### Objective
Copy the lines below verbatim, from the line with "trace green seedling, every instance" up to and including the line with "227 252 L 232".

### Entries provided

'''

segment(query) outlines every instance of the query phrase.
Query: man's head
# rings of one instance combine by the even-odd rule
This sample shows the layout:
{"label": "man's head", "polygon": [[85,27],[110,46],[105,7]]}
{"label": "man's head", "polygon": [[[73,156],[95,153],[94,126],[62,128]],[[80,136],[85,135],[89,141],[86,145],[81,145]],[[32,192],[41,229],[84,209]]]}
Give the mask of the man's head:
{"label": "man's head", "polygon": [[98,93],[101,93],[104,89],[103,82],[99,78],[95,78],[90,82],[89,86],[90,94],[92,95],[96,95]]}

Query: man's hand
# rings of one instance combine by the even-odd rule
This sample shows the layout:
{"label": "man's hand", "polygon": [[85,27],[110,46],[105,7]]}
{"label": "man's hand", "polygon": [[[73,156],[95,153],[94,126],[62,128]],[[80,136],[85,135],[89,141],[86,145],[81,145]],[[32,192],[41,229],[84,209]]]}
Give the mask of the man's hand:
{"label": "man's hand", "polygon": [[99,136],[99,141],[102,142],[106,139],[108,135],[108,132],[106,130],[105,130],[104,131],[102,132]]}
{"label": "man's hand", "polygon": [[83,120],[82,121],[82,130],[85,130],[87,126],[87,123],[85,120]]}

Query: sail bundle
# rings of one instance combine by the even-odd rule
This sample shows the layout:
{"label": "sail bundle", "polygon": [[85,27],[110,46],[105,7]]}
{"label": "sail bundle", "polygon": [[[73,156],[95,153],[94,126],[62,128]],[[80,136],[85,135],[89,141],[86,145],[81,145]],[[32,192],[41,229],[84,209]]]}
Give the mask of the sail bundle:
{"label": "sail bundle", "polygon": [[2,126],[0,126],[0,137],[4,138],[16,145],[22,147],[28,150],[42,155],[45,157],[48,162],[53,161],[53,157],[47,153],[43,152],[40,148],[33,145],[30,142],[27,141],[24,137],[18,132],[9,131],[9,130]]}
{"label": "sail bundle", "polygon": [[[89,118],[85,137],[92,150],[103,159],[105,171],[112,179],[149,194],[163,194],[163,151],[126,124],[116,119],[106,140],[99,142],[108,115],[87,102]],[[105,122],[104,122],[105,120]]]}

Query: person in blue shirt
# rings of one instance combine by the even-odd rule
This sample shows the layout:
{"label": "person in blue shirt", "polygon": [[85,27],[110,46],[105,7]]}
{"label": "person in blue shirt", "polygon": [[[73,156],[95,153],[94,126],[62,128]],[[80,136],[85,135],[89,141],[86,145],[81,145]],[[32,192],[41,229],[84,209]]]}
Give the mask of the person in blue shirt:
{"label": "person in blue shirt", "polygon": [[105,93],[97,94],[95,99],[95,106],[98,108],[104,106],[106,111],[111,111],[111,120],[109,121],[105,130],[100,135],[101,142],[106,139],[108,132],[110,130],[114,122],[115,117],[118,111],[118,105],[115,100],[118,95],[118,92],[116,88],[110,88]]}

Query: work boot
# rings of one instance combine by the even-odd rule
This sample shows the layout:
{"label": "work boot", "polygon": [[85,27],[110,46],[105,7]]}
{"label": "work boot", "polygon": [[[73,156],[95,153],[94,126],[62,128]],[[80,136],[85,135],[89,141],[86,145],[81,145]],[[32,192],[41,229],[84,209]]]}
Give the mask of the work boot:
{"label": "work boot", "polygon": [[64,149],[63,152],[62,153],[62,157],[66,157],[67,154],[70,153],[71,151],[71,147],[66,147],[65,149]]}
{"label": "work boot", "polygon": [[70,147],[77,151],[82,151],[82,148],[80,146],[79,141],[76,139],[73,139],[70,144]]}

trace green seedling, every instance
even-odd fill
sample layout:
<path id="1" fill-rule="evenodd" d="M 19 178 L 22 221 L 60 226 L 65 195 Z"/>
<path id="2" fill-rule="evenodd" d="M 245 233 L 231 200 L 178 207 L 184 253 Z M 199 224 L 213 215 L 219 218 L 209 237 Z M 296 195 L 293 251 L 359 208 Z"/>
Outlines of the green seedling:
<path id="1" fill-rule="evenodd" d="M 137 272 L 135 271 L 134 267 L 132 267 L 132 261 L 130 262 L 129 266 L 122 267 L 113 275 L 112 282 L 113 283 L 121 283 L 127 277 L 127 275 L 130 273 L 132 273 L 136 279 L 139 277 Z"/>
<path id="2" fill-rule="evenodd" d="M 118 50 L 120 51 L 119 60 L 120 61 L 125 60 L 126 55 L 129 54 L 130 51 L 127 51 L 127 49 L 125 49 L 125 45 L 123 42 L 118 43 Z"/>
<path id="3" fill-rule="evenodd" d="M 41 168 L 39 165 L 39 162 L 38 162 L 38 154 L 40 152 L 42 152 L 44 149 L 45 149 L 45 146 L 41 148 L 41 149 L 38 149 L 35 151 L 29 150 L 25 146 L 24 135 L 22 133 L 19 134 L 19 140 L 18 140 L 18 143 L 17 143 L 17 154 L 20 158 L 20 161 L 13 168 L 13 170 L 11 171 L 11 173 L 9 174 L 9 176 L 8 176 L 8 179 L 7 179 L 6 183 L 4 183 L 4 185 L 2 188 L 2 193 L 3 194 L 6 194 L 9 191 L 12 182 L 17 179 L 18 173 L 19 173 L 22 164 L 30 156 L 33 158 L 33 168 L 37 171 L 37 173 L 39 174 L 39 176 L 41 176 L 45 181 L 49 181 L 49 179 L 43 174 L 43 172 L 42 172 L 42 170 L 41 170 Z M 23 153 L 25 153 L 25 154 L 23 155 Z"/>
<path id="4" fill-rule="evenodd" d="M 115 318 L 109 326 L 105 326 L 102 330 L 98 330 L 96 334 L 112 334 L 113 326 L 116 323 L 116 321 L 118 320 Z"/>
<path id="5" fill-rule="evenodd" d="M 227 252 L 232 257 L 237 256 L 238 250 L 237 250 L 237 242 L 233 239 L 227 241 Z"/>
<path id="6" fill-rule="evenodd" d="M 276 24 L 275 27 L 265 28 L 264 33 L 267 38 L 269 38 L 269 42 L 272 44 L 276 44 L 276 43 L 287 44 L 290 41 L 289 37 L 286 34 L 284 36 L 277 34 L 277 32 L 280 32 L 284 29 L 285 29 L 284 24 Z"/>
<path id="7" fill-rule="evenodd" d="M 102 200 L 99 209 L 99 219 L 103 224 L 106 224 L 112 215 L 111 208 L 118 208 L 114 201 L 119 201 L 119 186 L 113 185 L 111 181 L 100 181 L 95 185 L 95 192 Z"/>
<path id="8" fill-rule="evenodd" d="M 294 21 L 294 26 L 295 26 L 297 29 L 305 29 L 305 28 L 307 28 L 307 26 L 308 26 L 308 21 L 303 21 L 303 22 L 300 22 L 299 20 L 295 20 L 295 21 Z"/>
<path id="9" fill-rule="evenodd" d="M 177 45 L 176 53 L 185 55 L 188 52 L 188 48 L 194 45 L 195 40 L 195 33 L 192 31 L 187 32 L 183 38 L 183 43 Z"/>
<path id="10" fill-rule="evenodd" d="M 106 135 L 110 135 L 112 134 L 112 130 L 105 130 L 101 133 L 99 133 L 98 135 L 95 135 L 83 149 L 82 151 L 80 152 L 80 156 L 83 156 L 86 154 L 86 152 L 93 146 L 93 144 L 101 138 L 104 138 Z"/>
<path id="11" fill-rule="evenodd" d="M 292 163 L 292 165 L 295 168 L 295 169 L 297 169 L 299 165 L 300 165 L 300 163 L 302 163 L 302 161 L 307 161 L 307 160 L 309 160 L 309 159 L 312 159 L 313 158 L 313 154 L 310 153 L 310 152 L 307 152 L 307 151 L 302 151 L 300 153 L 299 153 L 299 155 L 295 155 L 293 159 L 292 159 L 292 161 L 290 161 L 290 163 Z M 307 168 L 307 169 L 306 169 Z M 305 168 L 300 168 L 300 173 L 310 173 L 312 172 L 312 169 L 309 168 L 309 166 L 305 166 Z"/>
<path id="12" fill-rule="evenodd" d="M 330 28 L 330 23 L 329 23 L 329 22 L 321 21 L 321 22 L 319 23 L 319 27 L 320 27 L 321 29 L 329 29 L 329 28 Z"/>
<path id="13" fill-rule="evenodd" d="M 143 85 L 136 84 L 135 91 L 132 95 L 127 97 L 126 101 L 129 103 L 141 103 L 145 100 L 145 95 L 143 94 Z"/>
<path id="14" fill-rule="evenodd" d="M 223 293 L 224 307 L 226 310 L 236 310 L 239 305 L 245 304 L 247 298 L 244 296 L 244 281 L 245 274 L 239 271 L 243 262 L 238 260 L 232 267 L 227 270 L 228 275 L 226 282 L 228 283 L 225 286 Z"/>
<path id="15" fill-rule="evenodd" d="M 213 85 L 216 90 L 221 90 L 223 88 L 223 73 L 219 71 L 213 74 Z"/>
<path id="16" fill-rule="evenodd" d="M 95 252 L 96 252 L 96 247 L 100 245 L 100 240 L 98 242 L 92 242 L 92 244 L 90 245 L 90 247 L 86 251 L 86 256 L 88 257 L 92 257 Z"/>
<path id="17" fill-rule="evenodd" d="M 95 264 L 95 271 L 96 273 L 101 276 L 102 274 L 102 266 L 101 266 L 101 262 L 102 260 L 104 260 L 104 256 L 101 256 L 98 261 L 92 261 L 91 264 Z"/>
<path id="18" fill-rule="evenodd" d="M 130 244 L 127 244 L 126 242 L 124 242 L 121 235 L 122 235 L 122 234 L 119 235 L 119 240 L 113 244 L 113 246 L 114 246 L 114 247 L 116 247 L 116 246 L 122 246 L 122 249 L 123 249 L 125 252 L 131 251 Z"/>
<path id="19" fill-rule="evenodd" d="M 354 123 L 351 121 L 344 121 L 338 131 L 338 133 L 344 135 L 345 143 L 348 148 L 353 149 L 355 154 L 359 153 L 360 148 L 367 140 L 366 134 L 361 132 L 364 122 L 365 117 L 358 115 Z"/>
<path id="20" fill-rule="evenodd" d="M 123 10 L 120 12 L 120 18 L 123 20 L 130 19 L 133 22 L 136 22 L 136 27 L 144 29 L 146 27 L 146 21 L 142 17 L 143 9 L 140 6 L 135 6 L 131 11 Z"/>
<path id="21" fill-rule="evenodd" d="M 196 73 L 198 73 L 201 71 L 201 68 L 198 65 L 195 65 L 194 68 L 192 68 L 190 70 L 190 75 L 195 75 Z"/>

'''

### Exercise output
trace green seedling, every instance
even-odd fill
sample layout:
<path id="1" fill-rule="evenodd" d="M 19 178 L 22 221 L 60 226 L 65 195 Z"/>
<path id="2" fill-rule="evenodd" d="M 245 233 L 231 200 L 178 207 L 184 253 Z M 199 224 L 213 215 L 219 218 L 209 237 Z M 296 195 L 293 251 L 359 208 Z"/>
Outlines of the green seedling:
<path id="1" fill-rule="evenodd" d="M 137 272 L 135 271 L 134 267 L 132 267 L 132 261 L 130 262 L 129 266 L 122 267 L 113 275 L 112 282 L 113 283 L 121 283 L 127 277 L 127 275 L 130 273 L 132 273 L 136 279 L 139 277 Z"/>
<path id="2" fill-rule="evenodd" d="M 118 50 L 120 51 L 119 60 L 120 61 L 125 60 L 126 55 L 129 54 L 130 51 L 127 51 L 127 49 L 125 49 L 125 45 L 123 42 L 118 43 Z"/>
<path id="3" fill-rule="evenodd" d="M 41 168 L 39 165 L 39 162 L 38 162 L 38 154 L 40 152 L 42 152 L 44 149 L 45 149 L 45 146 L 41 148 L 41 149 L 38 149 L 35 151 L 29 150 L 25 146 L 24 135 L 22 133 L 19 134 L 19 140 L 18 140 L 18 143 L 17 143 L 17 154 L 20 158 L 20 161 L 13 168 L 13 170 L 11 171 L 11 173 L 9 174 L 9 176 L 8 176 L 8 179 L 7 179 L 6 183 L 4 183 L 4 185 L 2 188 L 2 193 L 3 194 L 6 194 L 9 191 L 12 182 L 17 179 L 18 173 L 19 173 L 22 164 L 30 156 L 33 158 L 33 168 L 37 171 L 37 173 L 39 174 L 39 176 L 41 176 L 45 181 L 49 181 L 49 179 L 43 174 L 43 172 L 42 172 L 42 170 L 41 170 Z M 23 153 L 25 153 L 25 154 L 23 155 Z"/>
<path id="4" fill-rule="evenodd" d="M 115 318 L 109 326 L 105 326 L 102 330 L 98 330 L 96 334 L 112 334 L 113 326 L 116 323 L 116 321 L 118 320 Z"/>
<path id="5" fill-rule="evenodd" d="M 227 252 L 232 257 L 237 256 L 238 250 L 237 250 L 237 242 L 233 239 L 227 241 Z"/>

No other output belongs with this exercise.